— BEGIN Records to process —

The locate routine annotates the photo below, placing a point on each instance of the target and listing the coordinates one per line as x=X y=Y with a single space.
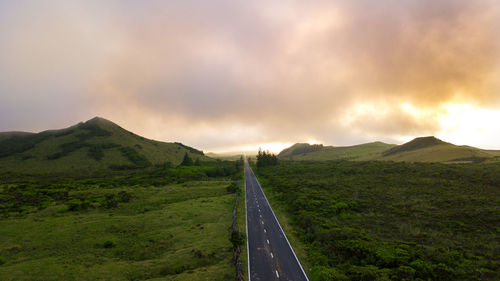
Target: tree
x=187 y=161
x=265 y=158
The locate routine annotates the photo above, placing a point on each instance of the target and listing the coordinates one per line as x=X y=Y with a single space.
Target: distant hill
x=304 y=151
x=431 y=149
x=95 y=144
x=422 y=149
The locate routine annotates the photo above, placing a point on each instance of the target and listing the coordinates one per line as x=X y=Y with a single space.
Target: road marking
x=274 y=215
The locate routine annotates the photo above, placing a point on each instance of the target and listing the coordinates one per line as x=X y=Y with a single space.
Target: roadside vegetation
x=391 y=221
x=160 y=222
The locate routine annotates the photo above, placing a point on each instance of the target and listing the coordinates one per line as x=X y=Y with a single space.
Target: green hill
x=304 y=151
x=422 y=149
x=431 y=149
x=93 y=145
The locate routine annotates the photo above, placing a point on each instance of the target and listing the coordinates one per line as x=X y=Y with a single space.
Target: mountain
x=95 y=144
x=304 y=151
x=421 y=149
x=431 y=149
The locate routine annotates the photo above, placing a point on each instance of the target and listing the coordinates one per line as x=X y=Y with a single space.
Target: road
x=270 y=255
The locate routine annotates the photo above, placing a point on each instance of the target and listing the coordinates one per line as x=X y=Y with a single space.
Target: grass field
x=390 y=221
x=174 y=232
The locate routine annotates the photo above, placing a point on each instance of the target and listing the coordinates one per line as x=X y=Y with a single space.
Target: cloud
x=206 y=73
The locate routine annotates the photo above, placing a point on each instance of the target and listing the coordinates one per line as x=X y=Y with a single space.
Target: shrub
x=108 y=244
x=237 y=237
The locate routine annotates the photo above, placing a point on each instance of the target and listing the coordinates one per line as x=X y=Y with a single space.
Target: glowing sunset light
x=236 y=75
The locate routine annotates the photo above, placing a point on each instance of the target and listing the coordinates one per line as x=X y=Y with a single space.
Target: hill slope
x=431 y=149
x=95 y=144
x=304 y=151
x=422 y=149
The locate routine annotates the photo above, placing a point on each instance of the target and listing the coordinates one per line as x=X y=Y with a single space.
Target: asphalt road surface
x=270 y=255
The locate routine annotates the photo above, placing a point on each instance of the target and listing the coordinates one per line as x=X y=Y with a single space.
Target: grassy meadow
x=157 y=224
x=390 y=221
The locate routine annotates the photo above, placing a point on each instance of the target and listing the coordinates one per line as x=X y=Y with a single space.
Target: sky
x=231 y=75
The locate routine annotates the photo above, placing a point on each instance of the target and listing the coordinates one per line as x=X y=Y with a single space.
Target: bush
x=77 y=205
x=233 y=188
x=237 y=238
x=109 y=244
x=323 y=273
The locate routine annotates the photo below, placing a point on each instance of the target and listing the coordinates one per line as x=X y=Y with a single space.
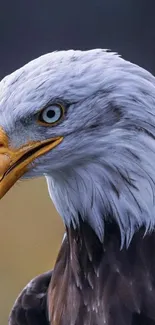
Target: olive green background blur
x=30 y=236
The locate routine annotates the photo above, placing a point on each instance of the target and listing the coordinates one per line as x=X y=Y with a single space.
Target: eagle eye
x=51 y=114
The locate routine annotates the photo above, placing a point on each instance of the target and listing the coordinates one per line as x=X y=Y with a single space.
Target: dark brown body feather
x=94 y=284
x=30 y=307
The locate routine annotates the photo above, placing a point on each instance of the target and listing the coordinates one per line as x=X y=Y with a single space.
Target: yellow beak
x=14 y=162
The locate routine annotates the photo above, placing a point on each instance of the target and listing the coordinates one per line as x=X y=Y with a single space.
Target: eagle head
x=86 y=121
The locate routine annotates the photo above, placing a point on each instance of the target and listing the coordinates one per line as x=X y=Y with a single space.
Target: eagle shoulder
x=30 y=308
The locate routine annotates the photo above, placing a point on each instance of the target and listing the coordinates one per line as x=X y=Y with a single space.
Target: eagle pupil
x=50 y=113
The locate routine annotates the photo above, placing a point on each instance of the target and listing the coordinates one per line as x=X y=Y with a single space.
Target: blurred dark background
x=29 y=28
x=30 y=229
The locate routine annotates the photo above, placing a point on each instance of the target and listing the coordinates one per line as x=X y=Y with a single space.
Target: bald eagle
x=86 y=121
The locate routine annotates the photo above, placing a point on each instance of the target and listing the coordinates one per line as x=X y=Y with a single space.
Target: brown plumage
x=94 y=284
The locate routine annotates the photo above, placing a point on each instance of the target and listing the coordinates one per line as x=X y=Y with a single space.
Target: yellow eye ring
x=51 y=114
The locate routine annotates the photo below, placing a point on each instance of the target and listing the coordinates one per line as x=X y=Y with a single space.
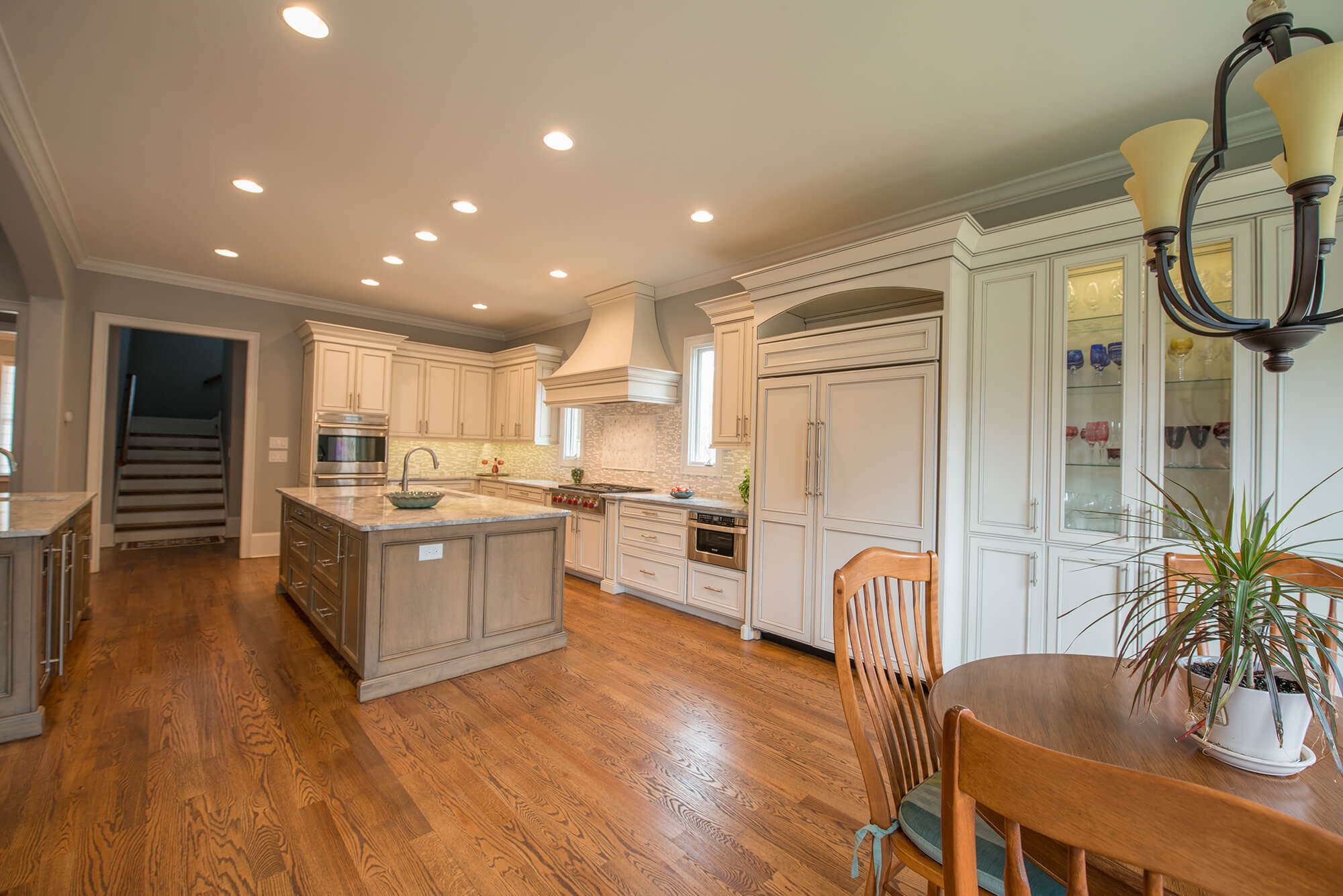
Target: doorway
x=173 y=412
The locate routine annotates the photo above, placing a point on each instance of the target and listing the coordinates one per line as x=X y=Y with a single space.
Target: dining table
x=1083 y=706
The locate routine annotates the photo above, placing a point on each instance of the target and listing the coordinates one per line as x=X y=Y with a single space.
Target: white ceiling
x=788 y=118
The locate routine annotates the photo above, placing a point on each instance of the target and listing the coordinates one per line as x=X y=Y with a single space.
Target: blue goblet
x=1075 y=362
x=1101 y=358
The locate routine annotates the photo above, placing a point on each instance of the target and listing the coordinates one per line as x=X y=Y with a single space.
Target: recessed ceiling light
x=558 y=140
x=306 y=21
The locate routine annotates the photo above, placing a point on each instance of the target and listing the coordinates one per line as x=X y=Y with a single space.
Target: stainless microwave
x=350 y=450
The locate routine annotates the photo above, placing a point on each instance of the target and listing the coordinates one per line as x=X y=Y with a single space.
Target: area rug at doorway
x=173 y=542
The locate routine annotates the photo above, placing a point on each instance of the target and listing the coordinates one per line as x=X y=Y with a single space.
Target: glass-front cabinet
x=1097 y=426
x=1199 y=385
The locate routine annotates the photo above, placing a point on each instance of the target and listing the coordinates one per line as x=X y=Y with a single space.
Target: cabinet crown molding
x=318 y=332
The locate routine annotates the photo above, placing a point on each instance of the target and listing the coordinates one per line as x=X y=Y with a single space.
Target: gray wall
x=281 y=360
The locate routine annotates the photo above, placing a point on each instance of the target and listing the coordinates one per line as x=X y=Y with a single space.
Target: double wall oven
x=350 y=450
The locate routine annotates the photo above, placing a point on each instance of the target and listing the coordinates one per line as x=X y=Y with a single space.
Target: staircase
x=173 y=482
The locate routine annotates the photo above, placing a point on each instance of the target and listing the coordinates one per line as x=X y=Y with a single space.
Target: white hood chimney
x=620 y=357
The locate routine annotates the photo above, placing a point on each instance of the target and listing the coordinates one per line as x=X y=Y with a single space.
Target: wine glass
x=1101 y=358
x=1180 y=349
x=1075 y=364
x=1199 y=436
x=1174 y=439
x=1117 y=353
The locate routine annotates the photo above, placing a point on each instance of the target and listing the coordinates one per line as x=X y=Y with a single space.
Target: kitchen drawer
x=648 y=572
x=326 y=564
x=326 y=609
x=714 y=588
x=635 y=510
x=527 y=493
x=653 y=534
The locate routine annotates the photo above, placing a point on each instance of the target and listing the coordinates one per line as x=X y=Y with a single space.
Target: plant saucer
x=1255 y=764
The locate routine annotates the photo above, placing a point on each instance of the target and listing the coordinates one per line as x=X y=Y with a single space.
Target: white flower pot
x=1246 y=724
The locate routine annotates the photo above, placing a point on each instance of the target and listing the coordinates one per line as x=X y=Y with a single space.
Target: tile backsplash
x=543 y=462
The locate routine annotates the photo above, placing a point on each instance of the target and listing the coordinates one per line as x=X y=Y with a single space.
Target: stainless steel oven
x=350 y=450
x=718 y=538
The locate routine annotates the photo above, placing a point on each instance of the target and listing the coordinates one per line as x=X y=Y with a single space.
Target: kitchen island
x=409 y=597
x=44 y=597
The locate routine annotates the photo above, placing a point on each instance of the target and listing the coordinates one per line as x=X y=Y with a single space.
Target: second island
x=410 y=597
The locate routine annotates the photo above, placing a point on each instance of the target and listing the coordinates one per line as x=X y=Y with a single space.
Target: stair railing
x=126 y=420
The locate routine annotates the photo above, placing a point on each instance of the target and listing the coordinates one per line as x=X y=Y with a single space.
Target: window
x=698 y=400
x=571 y=436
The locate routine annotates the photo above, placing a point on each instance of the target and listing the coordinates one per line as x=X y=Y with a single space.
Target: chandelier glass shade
x=1306 y=94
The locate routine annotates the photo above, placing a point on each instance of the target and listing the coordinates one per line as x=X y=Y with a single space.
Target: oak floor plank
x=206 y=741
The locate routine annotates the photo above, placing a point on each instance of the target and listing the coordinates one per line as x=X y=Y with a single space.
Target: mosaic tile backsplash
x=543 y=462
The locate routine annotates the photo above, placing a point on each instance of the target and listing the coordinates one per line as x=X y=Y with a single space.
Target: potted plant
x=1258 y=660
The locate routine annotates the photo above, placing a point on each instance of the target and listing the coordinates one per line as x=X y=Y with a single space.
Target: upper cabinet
x=347 y=369
x=734 y=368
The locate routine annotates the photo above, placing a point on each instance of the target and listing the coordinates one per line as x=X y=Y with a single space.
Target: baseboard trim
x=265 y=545
x=26 y=725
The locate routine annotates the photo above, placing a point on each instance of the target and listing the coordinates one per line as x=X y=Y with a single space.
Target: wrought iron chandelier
x=1306 y=94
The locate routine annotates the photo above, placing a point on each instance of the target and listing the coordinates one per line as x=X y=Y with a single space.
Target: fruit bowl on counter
x=414 y=499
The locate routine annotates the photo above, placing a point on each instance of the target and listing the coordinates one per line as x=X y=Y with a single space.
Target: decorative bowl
x=414 y=499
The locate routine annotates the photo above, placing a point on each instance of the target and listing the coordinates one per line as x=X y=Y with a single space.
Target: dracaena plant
x=1262 y=621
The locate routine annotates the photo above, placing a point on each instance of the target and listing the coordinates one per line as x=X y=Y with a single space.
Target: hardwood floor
x=206 y=742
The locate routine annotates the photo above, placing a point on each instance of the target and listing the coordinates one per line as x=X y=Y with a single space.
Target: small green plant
x=1262 y=621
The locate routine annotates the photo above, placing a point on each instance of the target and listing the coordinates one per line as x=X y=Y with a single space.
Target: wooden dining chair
x=1164 y=827
x=886 y=617
x=1299 y=570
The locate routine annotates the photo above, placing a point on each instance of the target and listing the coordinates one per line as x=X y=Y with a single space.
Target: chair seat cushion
x=921 y=819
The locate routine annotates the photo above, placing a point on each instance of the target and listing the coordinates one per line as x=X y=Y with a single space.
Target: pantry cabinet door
x=408 y=416
x=1009 y=366
x=475 y=403
x=441 y=391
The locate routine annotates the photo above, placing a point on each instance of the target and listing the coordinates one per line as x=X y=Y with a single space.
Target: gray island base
x=410 y=597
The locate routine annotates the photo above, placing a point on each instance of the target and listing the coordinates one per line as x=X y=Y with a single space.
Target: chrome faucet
x=406 y=464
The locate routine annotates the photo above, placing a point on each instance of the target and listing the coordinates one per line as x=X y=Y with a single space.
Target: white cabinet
x=845 y=462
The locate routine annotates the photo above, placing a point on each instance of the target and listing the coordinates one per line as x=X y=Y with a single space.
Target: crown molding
x=17 y=114
x=267 y=294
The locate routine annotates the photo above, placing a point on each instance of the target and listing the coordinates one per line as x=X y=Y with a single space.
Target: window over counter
x=571 y=436
x=698 y=458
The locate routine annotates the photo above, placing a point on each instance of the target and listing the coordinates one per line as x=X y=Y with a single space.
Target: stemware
x=1199 y=436
x=1174 y=439
x=1075 y=364
x=1180 y=349
x=1101 y=358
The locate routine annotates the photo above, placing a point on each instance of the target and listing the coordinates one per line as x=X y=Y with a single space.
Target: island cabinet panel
x=519 y=587
x=425 y=596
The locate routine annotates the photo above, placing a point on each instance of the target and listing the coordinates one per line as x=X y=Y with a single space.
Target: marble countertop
x=36 y=514
x=367 y=509
x=699 y=503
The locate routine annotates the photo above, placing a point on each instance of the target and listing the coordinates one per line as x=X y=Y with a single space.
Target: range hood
x=620 y=357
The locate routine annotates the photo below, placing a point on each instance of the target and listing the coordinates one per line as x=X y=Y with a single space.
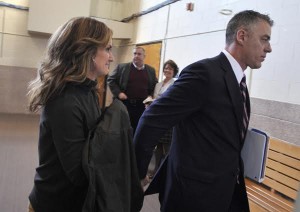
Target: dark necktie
x=243 y=87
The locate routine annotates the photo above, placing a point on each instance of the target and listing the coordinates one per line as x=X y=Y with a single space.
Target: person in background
x=132 y=83
x=209 y=108
x=65 y=90
x=170 y=70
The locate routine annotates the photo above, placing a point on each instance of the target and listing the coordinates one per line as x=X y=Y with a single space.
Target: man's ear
x=241 y=36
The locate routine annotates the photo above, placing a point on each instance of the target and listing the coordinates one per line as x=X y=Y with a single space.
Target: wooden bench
x=279 y=189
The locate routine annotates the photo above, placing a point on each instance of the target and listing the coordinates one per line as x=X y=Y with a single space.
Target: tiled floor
x=18 y=159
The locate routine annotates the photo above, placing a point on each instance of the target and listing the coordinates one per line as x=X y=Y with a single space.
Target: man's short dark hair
x=173 y=65
x=244 y=19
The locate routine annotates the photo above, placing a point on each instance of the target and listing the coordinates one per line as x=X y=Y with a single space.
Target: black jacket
x=110 y=164
x=60 y=184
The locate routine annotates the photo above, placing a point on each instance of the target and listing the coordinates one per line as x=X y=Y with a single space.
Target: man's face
x=138 y=57
x=256 y=45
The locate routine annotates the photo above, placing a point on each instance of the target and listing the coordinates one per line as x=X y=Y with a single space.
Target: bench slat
x=283 y=169
x=253 y=186
x=284 y=159
x=284 y=147
x=281 y=188
x=279 y=177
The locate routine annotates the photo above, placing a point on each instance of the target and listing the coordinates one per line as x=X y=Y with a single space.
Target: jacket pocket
x=194 y=174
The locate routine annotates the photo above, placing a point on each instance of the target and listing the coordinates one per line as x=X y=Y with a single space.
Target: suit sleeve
x=113 y=81
x=180 y=101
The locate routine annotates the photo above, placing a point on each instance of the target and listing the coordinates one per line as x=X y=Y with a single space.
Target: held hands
x=122 y=96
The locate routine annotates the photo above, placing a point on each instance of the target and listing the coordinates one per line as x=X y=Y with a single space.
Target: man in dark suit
x=204 y=170
x=133 y=83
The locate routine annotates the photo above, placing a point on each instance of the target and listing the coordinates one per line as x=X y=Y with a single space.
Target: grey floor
x=18 y=159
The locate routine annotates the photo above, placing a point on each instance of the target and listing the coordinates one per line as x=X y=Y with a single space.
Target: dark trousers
x=239 y=201
x=135 y=108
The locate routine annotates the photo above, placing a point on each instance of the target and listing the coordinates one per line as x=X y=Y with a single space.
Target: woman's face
x=102 y=60
x=168 y=71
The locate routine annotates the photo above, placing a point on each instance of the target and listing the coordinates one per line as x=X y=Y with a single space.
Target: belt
x=134 y=101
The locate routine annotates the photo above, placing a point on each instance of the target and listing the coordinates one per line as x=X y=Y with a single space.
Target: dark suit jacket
x=118 y=79
x=205 y=107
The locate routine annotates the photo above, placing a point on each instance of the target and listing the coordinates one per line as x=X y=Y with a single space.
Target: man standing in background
x=209 y=107
x=132 y=83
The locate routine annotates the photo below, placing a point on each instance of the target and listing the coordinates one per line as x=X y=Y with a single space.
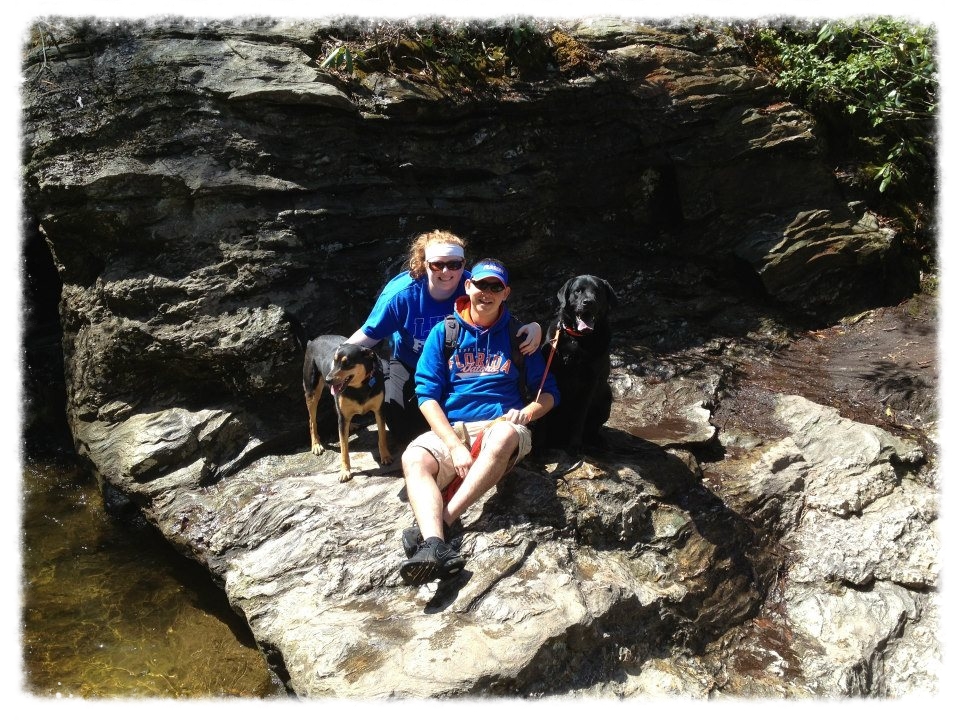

— END Records to process —

§ **Problem statement**
Rewrite the material above as a JSON list of strings, one string per line, starting at the beginning of the material and ending at the line containing "x=174 y=232". Leave out blank lines and the pictures.

§ **Task answer**
[
  "The locate routine annotates the photo below, placing a point on each instance of the target and listing the coordinates one per line as x=X y=Y with a single space.",
  "Target: tree",
  "x=187 y=161",
  "x=265 y=158",
  "The locate routine annotates the photo above, placing a point on each instance of the target and listing the coordinates one per line as x=X y=Y with a single space.",
  "Target: distant hill",
  "x=304 y=151",
  "x=431 y=149",
  "x=95 y=144",
  "x=422 y=149",
  "The locate routine annotates the photo above, placing a point on each instance of the target and listing the coordinates one per line as x=X y=Y with a single space.",
  "Target: road marking",
  "x=274 y=215",
  "The locate routine annotates the photo above, placing a point on each instance of the target and listing the coordinates one per line as x=X y=Y with a single space.",
  "Target: roadside vegetation",
  "x=391 y=221",
  "x=160 y=222",
  "The locate routine annotates the photo above, placing a point on each instance of the target and listing the coordinates one per line as x=X y=Y with a single space.",
  "Target: green hill",
  "x=304 y=151",
  "x=422 y=149",
  "x=431 y=149",
  "x=93 y=145",
  "The locate routine annotates the photo above, placing a point on each instance of the target and listing the coordinates one per line as x=X y=Y with a single space.",
  "Target: mountain",
  "x=95 y=144",
  "x=304 y=151",
  "x=421 y=149",
  "x=431 y=149",
  "The locate routine annotates the photo above, placing a point on each instance of the target and listing the coordinates one per line as x=X y=Y with a single space.",
  "Target: road",
  "x=270 y=255",
  "The locate routine annotates the photo above, placing a point on each instance of the target and listing the coordinates one per line as x=X y=Y with a single space.",
  "Target: grass field",
  "x=390 y=221",
  "x=174 y=232"
]